--- DOCUMENT ---
+++

Main | Our Biases Often Are Clearer to Others Than to Us »

October 31, 2007



I am all in favor of revealing biases where they exist, but in the example above there is too little information to jump to a conclusion of bias.

A credit score is not the only financial factor involved in obtaining a loan, and is not the only financial factor involved in determining the loan rate.

You might argue that the measures themselves happen to disfavor a large percentage of African-Americans, but I would challenge you to prove that a white with the exact same measures (all of the measures, not just one like credit rating) receives a better loan rate.

There have been times when I have been offered a high rate due to my own measures being lacking.

I can believe that the measures disfavor African-Americans, but to suggest that measures are being selected that purposefully disfavor African-Americans is to suggest a conspiracy of impossible proportions.

If I correctly understand the points made above, the article is saying that African-Americans were more likely to default on their loans *and* more likely to receive a higher loan rate. A higher loan rate is a mirror reflection of the perceived risk. The higher default rate shows that there was a correctly perceived higher risk, and thus a higher rate was justified.

+++

--- EXERCISE INPUT ---
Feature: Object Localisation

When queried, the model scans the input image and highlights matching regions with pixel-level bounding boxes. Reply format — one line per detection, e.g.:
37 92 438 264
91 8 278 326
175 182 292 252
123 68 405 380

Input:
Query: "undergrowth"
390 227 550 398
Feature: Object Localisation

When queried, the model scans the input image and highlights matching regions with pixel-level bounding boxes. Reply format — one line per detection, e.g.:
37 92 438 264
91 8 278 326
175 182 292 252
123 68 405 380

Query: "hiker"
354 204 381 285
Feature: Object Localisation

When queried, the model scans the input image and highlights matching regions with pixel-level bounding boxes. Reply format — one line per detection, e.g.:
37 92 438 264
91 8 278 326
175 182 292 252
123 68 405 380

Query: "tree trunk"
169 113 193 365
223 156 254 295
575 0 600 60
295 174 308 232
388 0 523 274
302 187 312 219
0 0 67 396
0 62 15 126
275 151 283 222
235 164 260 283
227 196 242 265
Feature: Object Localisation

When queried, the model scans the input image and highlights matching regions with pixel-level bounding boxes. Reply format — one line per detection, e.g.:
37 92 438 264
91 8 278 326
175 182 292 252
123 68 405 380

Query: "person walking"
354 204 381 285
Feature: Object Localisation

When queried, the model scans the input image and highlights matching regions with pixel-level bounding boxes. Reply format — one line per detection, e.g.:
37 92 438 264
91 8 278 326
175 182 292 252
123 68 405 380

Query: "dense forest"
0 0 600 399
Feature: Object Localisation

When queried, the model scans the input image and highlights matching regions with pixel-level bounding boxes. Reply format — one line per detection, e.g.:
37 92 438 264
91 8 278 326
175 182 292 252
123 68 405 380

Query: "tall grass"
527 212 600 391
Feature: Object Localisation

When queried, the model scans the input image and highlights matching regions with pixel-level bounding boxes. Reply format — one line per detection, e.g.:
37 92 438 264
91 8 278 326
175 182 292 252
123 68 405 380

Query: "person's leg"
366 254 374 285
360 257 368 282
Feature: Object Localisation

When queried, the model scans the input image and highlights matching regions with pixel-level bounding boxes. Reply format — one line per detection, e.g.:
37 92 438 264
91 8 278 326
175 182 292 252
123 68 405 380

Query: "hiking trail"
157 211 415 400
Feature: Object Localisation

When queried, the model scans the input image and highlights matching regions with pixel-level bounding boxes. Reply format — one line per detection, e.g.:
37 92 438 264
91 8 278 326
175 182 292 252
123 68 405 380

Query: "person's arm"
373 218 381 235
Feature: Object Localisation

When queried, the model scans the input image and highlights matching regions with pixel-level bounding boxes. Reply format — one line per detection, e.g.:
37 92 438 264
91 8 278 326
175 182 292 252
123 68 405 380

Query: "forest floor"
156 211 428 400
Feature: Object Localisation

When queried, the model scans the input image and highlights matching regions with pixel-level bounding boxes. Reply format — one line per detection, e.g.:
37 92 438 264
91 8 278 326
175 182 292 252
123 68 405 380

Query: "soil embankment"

+++

--- EXERCISES TO COMPLETE ---
(1) In the comment on loan rates, swap "conspiracy" for "coordinated scheme" and give the passage from "There have been" to "of impossible proportions.".
(2) Copy the listing word for word, from its first line to the line with "227 196 242 265", including both of those lines.

--- FULL SOLUTIONS ---
(1)
There have been times when I have been offered a high rate due to my own measures being lacking.

I can believe that the measures disfavor African-Americans, but to suggest that measures are being selected that purposefully disfavor African-Americans is to suggest a coordinated scheme of impossible proportions.

(2)
Feature: Object Localisation

When queried, the model scans the input image and highlights matching regions with pixel-level bounding boxes. Reply format — one line per detection, e.g.:
37 92 438 264
91 8 278 326
175 182 292 252
123 68 405 380

Input:
Query: "undergrowth"
390 227 550 398
Feature: Object Localisation

When queried, the model scans the input image and highlights matching regions with pixel-level bounding boxes. Reply format — one line per detection, e.g.:
37 92 438 264
91 8 278 326
175 182 292 252
123 68 405 380

Query: "hiker"
354 204 381 285
Feature: Object Localisation

When queried, the model scans the input image and highlights matching regions with pixel-level bounding boxes. Reply format — one line per detection, e.g.:
37 92 438 264
91 8 278 326
175 182 292 252
123 68 405 380

Query: "tree trunk"
169 113 193 365
223 156 254 295
575 0 600 60
295 174 308 232
388 0 523 274
302 187 312 219
0 0 67 396
0 62 15 126
275 151 283 222
235 164 260 283
227 196 242 265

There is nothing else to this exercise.